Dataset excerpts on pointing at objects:
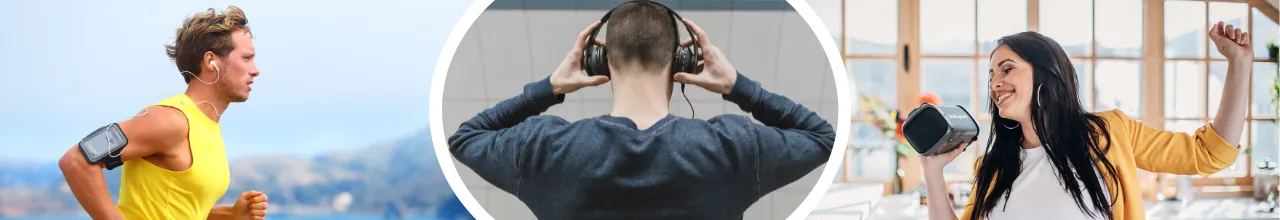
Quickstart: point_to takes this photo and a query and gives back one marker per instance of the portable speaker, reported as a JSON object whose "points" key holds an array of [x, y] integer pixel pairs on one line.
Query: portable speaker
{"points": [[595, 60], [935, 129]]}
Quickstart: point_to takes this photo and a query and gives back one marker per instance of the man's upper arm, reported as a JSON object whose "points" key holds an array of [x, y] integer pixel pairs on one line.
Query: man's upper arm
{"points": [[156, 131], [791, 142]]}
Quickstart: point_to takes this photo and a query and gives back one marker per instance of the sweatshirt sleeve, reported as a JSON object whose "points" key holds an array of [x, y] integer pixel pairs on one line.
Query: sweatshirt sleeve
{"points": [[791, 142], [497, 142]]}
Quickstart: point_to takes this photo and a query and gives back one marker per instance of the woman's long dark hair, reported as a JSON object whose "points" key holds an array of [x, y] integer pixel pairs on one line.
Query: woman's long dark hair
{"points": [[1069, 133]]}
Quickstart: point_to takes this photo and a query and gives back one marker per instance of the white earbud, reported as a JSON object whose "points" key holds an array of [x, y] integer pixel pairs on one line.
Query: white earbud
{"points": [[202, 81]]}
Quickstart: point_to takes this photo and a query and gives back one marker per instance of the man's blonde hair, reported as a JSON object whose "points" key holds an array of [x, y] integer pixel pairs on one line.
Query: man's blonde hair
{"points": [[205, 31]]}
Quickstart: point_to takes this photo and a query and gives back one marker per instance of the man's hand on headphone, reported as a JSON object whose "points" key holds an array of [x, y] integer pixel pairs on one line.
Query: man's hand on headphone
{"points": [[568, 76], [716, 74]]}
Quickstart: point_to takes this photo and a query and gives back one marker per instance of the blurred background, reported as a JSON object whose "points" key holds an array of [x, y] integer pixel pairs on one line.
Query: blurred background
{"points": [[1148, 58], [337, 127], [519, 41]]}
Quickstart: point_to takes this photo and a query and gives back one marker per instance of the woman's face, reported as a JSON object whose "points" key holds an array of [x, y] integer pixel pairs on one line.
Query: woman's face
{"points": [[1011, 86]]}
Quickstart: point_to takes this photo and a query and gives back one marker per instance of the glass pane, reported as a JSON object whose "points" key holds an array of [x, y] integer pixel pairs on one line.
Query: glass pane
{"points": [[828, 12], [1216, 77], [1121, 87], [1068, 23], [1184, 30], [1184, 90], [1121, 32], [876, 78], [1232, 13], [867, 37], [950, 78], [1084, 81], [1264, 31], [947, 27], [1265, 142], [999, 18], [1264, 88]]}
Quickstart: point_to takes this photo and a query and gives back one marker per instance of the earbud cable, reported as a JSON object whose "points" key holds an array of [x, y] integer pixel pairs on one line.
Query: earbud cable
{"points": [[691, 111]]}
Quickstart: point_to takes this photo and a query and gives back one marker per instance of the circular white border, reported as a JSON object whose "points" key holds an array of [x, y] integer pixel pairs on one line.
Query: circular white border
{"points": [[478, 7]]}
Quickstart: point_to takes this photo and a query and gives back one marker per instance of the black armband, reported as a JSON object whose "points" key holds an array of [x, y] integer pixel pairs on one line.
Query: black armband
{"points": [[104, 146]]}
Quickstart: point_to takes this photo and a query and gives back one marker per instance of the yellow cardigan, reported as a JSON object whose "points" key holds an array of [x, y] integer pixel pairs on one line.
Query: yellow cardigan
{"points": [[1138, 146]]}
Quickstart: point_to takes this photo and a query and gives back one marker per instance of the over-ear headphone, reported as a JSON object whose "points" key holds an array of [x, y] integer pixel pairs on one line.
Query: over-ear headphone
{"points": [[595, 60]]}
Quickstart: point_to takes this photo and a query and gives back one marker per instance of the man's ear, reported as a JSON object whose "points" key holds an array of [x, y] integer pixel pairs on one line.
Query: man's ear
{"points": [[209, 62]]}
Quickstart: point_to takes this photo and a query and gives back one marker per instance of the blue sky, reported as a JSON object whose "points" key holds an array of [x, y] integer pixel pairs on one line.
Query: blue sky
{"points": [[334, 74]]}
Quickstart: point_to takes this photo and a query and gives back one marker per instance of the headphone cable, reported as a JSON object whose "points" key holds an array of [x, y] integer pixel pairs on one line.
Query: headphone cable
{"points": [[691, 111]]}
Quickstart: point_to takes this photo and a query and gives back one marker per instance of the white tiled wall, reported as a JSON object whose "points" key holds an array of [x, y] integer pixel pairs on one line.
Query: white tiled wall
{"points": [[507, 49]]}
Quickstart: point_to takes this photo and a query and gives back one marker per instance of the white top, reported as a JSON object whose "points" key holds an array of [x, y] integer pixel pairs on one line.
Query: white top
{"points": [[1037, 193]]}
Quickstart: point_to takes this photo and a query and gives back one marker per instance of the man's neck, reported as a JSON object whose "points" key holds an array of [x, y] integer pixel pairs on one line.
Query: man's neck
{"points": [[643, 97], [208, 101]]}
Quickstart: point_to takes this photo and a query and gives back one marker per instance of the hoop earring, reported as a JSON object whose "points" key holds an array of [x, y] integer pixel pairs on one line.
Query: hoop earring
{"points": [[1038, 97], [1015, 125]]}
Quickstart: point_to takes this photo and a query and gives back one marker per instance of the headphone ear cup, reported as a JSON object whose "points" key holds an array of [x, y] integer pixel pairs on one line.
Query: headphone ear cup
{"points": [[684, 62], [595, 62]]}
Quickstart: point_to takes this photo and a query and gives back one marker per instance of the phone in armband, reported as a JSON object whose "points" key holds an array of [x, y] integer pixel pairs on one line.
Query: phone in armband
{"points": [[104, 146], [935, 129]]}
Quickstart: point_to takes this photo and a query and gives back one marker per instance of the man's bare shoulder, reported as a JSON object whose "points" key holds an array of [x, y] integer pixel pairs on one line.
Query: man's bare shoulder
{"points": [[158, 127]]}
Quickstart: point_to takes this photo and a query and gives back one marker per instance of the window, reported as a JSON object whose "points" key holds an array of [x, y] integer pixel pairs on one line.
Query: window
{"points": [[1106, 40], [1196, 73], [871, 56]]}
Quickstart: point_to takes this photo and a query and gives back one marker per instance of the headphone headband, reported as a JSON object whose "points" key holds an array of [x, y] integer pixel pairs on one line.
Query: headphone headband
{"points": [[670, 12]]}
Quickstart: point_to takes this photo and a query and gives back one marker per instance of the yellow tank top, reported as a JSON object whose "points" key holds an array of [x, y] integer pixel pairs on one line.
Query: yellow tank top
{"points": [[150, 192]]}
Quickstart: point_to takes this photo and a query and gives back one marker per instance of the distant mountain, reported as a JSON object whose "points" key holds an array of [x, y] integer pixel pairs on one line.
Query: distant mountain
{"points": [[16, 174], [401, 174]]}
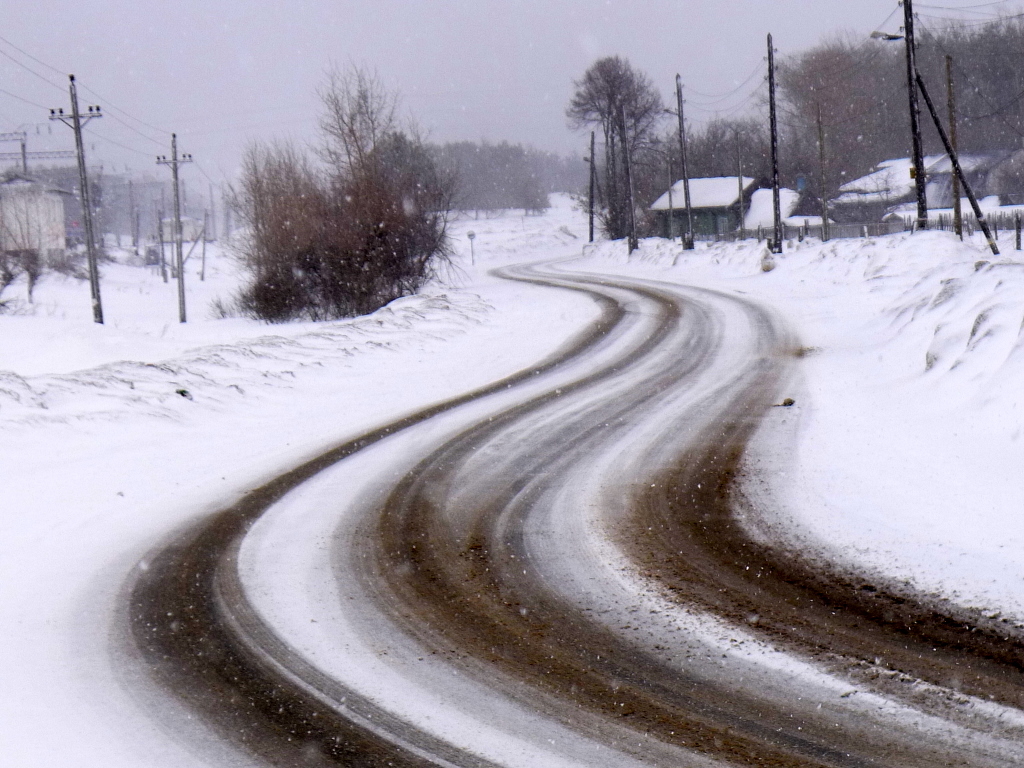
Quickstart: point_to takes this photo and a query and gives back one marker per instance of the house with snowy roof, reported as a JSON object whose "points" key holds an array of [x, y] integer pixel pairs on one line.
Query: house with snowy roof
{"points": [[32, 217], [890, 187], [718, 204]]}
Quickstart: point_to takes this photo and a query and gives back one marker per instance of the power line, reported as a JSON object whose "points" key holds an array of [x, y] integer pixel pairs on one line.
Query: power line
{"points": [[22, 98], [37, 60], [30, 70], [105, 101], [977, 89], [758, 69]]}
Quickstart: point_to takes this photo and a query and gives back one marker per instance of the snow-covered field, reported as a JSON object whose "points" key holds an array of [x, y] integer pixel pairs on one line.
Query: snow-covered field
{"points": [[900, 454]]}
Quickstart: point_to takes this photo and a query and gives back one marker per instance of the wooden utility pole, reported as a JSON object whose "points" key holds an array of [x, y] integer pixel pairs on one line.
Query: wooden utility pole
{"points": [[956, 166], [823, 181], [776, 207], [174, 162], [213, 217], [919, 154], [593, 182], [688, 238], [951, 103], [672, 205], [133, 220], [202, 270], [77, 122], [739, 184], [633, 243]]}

--

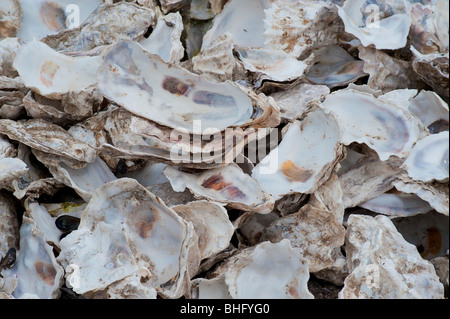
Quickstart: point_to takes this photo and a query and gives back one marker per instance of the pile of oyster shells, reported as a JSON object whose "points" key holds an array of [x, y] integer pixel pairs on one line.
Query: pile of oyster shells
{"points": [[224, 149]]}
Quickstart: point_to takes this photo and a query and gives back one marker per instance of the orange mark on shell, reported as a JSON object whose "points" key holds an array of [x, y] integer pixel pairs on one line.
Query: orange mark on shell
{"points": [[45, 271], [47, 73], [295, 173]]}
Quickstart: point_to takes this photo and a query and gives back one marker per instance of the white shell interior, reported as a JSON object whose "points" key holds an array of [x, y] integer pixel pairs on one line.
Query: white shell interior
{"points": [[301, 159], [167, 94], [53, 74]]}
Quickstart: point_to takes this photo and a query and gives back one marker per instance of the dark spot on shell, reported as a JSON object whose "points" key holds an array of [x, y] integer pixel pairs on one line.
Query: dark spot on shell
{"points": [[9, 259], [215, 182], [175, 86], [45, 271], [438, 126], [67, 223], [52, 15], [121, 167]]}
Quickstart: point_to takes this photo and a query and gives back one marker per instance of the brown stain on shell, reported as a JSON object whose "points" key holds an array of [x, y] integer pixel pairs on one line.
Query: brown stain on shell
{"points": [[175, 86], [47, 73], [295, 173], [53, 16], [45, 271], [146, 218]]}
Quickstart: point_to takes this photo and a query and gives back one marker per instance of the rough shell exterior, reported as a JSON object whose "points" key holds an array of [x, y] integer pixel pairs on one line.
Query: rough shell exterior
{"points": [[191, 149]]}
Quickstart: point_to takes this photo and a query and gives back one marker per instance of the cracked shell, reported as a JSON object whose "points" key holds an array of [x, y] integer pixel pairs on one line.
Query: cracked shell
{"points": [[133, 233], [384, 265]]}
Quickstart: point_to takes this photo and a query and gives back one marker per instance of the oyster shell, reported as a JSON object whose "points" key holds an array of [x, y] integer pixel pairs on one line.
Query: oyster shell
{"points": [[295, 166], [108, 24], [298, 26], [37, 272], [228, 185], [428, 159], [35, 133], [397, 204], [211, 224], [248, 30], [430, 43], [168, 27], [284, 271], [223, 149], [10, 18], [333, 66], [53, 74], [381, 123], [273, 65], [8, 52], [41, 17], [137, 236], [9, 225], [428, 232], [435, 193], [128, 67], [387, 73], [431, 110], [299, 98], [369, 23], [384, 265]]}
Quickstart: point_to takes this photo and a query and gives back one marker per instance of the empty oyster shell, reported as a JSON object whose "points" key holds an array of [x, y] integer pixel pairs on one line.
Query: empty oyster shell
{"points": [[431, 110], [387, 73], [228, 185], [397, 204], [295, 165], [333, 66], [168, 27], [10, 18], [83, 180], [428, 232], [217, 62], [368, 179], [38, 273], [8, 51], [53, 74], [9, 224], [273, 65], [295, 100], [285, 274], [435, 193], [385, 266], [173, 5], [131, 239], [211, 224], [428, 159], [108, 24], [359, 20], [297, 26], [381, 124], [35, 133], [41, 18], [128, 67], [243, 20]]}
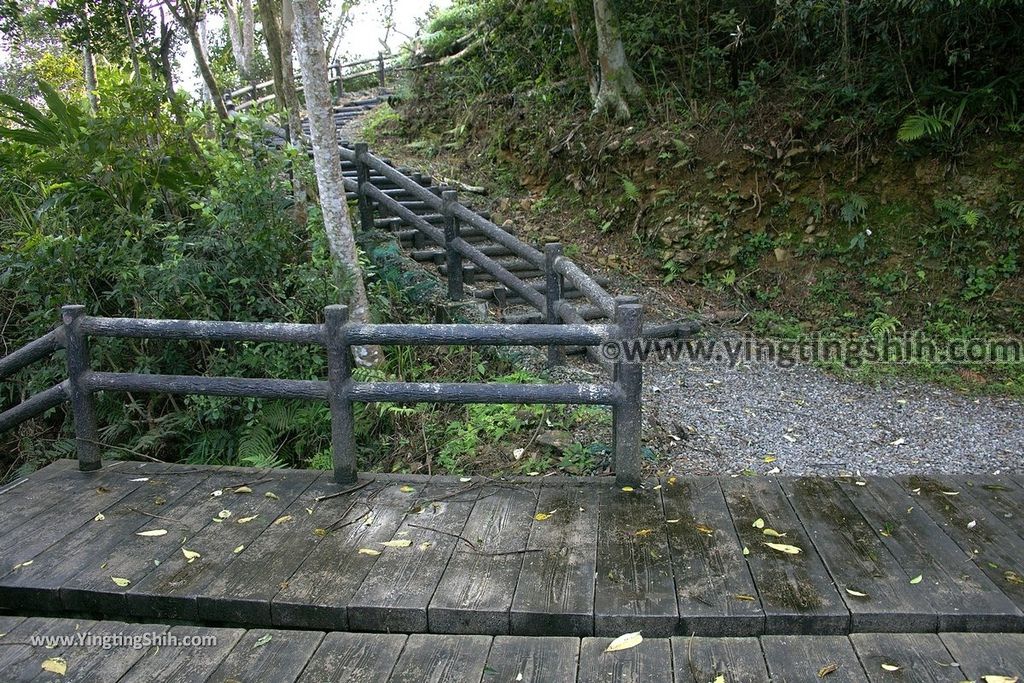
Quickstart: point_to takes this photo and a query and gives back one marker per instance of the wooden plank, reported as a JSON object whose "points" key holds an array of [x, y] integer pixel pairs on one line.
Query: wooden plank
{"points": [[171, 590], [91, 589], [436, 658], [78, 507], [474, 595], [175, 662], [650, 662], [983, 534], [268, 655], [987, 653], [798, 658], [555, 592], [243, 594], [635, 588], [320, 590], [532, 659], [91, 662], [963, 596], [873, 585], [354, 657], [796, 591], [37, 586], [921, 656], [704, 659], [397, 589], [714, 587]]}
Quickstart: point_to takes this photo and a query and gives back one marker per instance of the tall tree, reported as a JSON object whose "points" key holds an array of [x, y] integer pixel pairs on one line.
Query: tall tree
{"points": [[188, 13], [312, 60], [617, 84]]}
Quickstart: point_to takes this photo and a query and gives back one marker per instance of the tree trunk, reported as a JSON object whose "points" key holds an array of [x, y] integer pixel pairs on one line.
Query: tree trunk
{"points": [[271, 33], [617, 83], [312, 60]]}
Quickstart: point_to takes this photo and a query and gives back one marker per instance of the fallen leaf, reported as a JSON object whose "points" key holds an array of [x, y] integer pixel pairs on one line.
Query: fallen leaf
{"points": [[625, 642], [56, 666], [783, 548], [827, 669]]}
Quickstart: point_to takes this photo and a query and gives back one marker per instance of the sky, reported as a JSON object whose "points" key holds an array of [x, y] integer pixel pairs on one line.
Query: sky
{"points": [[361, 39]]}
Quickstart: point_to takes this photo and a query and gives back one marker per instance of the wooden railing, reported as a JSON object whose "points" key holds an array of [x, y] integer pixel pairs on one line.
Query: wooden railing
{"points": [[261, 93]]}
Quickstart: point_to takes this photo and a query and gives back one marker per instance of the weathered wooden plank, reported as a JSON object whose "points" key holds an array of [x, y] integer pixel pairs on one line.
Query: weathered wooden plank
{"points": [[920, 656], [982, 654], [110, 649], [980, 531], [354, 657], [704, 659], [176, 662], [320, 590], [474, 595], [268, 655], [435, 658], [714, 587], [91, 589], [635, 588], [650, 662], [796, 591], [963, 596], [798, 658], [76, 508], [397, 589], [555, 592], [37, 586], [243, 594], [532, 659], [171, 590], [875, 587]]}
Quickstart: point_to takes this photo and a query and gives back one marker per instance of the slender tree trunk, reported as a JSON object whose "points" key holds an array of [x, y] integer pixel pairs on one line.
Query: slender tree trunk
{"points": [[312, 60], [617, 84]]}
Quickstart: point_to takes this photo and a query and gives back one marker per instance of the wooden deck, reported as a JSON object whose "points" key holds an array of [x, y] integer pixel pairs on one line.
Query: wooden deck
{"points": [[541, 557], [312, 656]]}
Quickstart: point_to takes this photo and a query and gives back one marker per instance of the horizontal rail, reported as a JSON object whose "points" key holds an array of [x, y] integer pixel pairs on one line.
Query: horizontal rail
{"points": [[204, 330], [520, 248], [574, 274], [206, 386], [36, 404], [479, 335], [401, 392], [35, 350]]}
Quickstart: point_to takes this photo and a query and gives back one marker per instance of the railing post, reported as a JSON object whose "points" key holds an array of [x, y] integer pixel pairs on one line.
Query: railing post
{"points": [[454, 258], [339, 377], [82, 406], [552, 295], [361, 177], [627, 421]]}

● AIM OF THE EXERCISE
Lay out the part of the records that opens with the line containing "of the horizontal" and closes with the line containing "Query: horizontal rail" as a Markdown table with the columns Number and Content, numbering each line and leaving out any blank lines.

● THE OUTPUT
| Number | Content |
|---|---|
| 1 | Quickstart: point_to takes this photo and a query and gives back one marker per instance of the horizontal rail, reported as a JSON object whose "points" key holds an array of [x, y] integer pixel pairs on one line. |
| 2 | Query: horizontal rail |